The writer then moves chronologically through the events that led to the appropriate title of the sub-section of Chapter 14 ("Bangladesh Autonomy Movement and Pakistan's Last Phase"): "March 1971: Pakistan's Last Chapter". The author leads up to that chapter by reiterating that Awami League's Six Point Programme provided a mechanism for a confederation of Pakistan. He then concentrates on Bangabandhu Sheikh Mujibur Rahman's historic 7 March 1971 speech in which he "called for independence…but at the same time extended an olive branch to 'peaceably settle the differences and coexist as brothers'." This was likely Bangabandhu's finest hour where he displayed great sagacity as a constitutionalist at heart who also had the utmost interest of the Bengali nation in his heart. That is why, in that speech, "he stopped short of a unilateral declaration of independence that would have been tantamount to the absurd situation of a cessation call by the majority population of a nation. Instead…Sheikh Mujib invited General Yahya to a dialogue for the resolution of the crisis. He did not fully trust the military junta, however, and so asked the Bengalis to prepare if necessary for a struggle for independence." His prudence and sagacity later served Bangladesh's cause as being just in various countries during its liberation war.

--- Recorded information ---
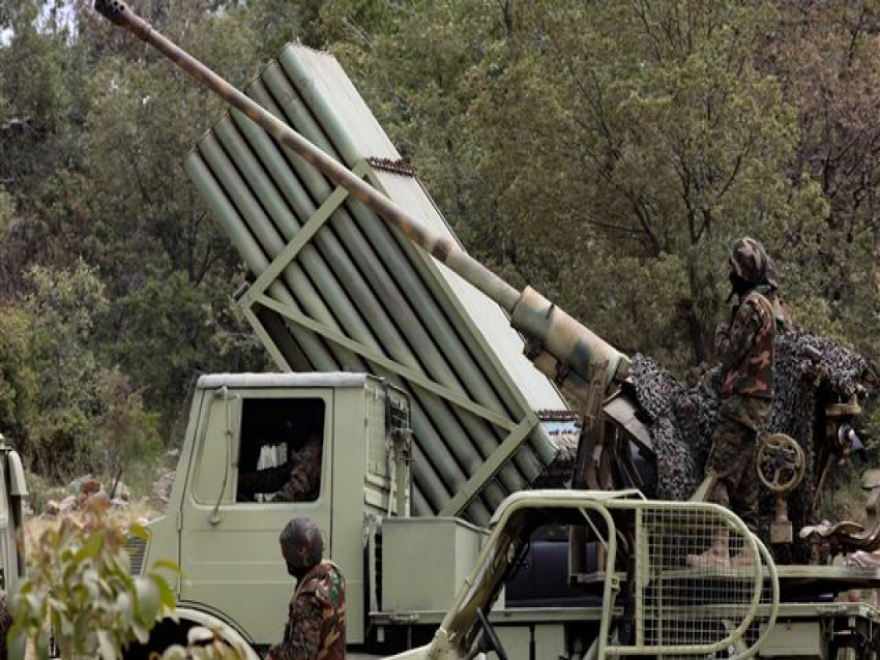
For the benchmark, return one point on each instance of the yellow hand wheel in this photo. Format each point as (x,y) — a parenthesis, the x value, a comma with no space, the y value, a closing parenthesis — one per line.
(780,463)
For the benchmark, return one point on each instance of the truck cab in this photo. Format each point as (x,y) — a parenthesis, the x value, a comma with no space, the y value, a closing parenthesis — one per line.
(225,540)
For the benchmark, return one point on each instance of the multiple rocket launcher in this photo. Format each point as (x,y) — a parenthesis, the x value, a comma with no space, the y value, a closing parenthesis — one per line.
(338,289)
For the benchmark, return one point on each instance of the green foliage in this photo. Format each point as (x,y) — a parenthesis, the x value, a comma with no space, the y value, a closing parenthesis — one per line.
(62,305)
(17,385)
(79,581)
(127,434)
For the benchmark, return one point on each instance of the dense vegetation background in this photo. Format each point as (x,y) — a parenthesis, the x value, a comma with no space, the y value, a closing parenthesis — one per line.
(603,152)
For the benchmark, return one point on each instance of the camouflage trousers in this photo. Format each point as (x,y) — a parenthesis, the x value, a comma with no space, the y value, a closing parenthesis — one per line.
(732,457)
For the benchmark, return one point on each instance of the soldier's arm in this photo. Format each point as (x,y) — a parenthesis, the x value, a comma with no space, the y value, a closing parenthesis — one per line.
(304,477)
(302,639)
(733,342)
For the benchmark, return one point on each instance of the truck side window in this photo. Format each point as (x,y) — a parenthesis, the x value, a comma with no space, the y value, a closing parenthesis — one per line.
(281,452)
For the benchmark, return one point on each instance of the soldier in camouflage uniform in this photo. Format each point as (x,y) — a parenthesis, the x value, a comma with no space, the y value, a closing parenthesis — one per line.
(745,347)
(316,618)
(298,482)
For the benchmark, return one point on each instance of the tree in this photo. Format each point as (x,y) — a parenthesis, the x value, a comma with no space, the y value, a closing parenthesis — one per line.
(645,136)
(63,305)
(825,55)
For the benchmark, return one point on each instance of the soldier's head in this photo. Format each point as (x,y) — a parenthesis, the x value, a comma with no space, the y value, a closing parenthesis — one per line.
(302,546)
(750,265)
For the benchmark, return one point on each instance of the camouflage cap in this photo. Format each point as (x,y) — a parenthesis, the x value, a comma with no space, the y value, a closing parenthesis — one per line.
(750,261)
(302,543)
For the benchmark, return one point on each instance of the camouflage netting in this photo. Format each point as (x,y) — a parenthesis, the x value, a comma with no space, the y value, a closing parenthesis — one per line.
(809,370)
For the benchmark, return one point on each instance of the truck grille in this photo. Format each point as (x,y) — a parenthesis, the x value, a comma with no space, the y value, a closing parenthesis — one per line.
(136,547)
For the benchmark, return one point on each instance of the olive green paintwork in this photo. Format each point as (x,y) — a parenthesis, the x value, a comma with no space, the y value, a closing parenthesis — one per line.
(573,345)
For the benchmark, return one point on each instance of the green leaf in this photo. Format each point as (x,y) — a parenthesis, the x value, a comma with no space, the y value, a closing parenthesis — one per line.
(42,645)
(17,642)
(106,646)
(139,531)
(92,547)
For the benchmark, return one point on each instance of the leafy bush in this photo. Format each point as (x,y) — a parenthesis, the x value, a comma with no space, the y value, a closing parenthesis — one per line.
(79,582)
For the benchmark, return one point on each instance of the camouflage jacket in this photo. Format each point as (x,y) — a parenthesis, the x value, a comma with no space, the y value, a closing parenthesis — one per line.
(746,348)
(298,482)
(315,627)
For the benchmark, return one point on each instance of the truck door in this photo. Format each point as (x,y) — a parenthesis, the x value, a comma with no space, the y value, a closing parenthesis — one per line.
(262,458)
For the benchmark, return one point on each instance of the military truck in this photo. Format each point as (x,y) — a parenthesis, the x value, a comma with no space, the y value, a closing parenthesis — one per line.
(401,437)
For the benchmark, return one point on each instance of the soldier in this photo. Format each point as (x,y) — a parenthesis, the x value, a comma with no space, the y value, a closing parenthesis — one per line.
(298,482)
(316,617)
(745,347)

--- Activity list ---
a: List every action that the passage on Sheikh Mujibur Rahman's 7 March 1971 speech says he took in that speech.
b: Write the next part of the passage on Sheikh Mujibur Rahman's 7 March 1971 speech, starting after its last sentence.

--- Numbered answers ---
a:
- Called for independence
- Extended an olive branch to "peaceably settle the differences and coexist as brothers"
- Stopped short of a unilateral declaration of independence
- Invited General Yahya to a dialogue for the resolution of the crisis
- Asked the Bengalis to prepare if necessary for a struggle for independence

b:
Muhith details how, on 26 March, M.A. Hannan read out from the Chittagong Radio station Bangabandhu's wireless message calling for Bangladesh's independence, and how, on 27 March, then Major Ziaur Rahman read out the declaration again over the radio, proclaiming "on behalf of Sheikh Mujibur Rahman, the independence of Bangladesh." The author talks about the absolutely decisive role played by the USSR and India in Bangladesh's liberation struggle, as well the geopolitical realities of the Cold War during that time. Liberation was achieved and Bangladesh became a sovereign independent nation-state.
Muhith ends his narrative with the assassination of Bangabandhu in 1975, and the tumultuous events of its aftermath. They all proved tragic for the future direction of liberal pluralist democracy in Bangladesh. Bangabandhu was a towering figure and Bangladesh could find none of his stature to follow him. That has had the sad and unwanted effect of having the nation sharply divided against itself along political-ideological lines. Yet this country has so much potential to go further than it has as a reasonably united nation.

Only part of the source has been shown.